──────── Source text ────────
Body’s calorific needs be identified

Dt. Bina Chheda

Certified Diabetes Educator , Sports Nutritionist, Registered Clinical Dietician · Dietitian/Nutritionist · 
How To Measure Your Body’s Calorific Requirements

Your daily calorific requirements are based on the premise that your body is like a machine and to function properly it needs the right quantity or amount of fuel. This “fuel” is measured in terms of CALORIES or convertible ‘energy’ that the body will use up for its daily needs.

Every food item that we consume throughout the day consists of calories. For example, Mango is made up of seed and pulp (a rich mass of fiber and fructose which is responsible for that special sweet taste) and a host of essential vitamins and minerals. Since Vitamins and Minerals are found in trace amounts, their calorific value is considered negligible. However, a Mango is considered to be highly calorific due to its high fructose content. Fructose, a glucose derivative, when taken in large amounts gets stored in the body as “fat.”
A small cup of sliced mango is about 99 calories. To burn 99 calories, one will have to walk at least 25-30 minutes continuously at fairly fast pace. An average 5 feet woman needs at least 900 Calories daily. Assuming she has a desk job and her daily activity level sums up to almost nothing; yet her daily caloric requirements will be a minimum of 1200-1500* while for a man of average height and built it’s about 2200-2600 per day.
Caloric requirements for each individual differ, depending on the following 6 factors. Identify your.
──────── Entries supplied ────────
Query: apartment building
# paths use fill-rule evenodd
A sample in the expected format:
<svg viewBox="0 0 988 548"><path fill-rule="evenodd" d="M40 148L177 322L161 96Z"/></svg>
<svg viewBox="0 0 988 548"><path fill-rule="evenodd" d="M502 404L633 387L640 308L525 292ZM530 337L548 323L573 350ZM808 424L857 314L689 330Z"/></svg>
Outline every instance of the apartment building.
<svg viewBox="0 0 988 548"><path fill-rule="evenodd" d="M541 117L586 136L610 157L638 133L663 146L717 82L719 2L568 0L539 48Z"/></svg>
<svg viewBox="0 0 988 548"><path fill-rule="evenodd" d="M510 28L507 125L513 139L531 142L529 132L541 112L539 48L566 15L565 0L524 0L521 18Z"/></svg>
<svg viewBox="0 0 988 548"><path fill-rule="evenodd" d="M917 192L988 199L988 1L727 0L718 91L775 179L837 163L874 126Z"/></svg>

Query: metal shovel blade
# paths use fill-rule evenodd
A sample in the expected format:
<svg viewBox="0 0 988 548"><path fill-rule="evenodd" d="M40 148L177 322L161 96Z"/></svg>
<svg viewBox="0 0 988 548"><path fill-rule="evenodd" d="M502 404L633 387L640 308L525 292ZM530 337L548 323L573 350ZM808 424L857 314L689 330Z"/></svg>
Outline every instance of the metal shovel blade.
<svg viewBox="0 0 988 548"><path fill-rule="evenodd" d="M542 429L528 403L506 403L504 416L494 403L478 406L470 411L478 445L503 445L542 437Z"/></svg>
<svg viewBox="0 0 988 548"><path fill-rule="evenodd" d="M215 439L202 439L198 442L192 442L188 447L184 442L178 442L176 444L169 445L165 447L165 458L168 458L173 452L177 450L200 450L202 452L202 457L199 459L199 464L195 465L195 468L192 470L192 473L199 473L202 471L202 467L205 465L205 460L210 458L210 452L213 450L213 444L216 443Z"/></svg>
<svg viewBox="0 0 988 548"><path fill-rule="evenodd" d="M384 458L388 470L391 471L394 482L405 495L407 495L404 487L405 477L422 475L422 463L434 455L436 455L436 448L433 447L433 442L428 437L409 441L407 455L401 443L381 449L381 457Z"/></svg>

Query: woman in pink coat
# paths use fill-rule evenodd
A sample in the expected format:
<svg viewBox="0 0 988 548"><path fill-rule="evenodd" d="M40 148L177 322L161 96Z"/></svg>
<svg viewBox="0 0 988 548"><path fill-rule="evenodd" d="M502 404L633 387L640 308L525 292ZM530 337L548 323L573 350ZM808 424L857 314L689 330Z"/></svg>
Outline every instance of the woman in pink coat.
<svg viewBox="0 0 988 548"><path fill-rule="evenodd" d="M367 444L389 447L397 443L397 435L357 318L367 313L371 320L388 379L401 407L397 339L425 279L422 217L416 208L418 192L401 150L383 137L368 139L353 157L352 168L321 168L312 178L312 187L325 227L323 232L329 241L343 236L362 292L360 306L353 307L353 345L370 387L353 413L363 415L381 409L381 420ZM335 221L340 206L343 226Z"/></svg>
────────
* What you will do:
(a) According to the article on calorific requirements, why is a mango considered highly calorific even though it contains vitamins and minerals? Answer in one to three sentences.
(b) In the article on calorific requirements, how many calories does a small cup of sliced mango contain?
(c) Reproduce the stretch of the article on calorific requirements from "Your daily calorific" through "its daily needs.".

* Answers to the problems:
(a) The article says the vitamins and minerals in a mango are present only in trace amounts, so their calorific value is negligible. The mango is considered highly calorific because of its high fructose content.

(b) About 99 calories.

(c)
Your daily calorific requirements are based on the premise that your body is like a machine and to function properly it needs the right quantity or amount of fuel. This “fuel” is measured in terms of CALORIES or convertible ‘energy’ that the body will use up for its daily needs.